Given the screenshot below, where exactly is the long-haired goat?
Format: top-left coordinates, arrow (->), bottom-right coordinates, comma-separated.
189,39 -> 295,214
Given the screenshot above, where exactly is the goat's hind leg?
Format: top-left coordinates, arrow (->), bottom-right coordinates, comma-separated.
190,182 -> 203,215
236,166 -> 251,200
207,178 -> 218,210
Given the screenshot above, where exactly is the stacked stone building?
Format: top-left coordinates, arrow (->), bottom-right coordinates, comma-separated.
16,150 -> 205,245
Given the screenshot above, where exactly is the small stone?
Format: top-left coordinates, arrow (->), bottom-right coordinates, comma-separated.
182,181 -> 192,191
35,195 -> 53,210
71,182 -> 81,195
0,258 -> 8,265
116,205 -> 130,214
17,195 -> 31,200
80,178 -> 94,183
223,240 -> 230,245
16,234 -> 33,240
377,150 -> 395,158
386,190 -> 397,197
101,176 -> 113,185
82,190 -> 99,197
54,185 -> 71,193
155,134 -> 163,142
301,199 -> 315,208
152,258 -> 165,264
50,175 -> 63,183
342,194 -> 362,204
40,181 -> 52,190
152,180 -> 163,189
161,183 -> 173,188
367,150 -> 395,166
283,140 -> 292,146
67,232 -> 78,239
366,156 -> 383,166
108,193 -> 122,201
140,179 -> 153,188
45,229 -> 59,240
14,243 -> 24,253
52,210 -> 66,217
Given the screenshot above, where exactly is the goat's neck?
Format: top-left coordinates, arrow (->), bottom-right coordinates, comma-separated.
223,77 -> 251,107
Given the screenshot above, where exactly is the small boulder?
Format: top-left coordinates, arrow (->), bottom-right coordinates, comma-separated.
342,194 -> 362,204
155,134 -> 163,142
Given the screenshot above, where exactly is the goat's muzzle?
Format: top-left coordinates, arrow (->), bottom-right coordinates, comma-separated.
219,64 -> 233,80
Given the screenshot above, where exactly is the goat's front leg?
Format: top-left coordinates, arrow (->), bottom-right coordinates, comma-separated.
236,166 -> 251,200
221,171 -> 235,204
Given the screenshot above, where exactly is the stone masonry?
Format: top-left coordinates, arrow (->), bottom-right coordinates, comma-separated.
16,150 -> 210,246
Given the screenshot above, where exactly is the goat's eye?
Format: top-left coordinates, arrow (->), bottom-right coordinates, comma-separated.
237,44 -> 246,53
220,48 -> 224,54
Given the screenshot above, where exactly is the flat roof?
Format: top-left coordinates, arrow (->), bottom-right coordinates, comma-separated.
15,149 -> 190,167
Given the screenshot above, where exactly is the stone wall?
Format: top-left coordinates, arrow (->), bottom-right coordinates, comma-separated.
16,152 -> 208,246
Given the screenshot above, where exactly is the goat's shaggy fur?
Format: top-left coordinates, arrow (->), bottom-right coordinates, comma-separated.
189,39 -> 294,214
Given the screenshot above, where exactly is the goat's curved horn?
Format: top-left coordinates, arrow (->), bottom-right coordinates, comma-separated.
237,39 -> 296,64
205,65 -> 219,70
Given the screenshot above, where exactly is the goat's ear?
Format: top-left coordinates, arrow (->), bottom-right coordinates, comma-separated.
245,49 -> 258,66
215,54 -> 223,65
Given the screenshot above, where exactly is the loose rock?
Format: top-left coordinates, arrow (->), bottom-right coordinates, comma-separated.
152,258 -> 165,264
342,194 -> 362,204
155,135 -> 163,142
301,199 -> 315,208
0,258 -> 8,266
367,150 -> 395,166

━━━━━━━━━━

### PROBLEM TO SOLVE
Go through the material above and copy each line that has the word "stone".

### FINAL ANSWER
Given the screenshot above, where exactly is the stacked stone building?
Given the screenshot above, where exactly is the small stone?
Given the screenshot above, where exactly is the stone masonry?
Given the screenshot above, where exactly is the stone wall?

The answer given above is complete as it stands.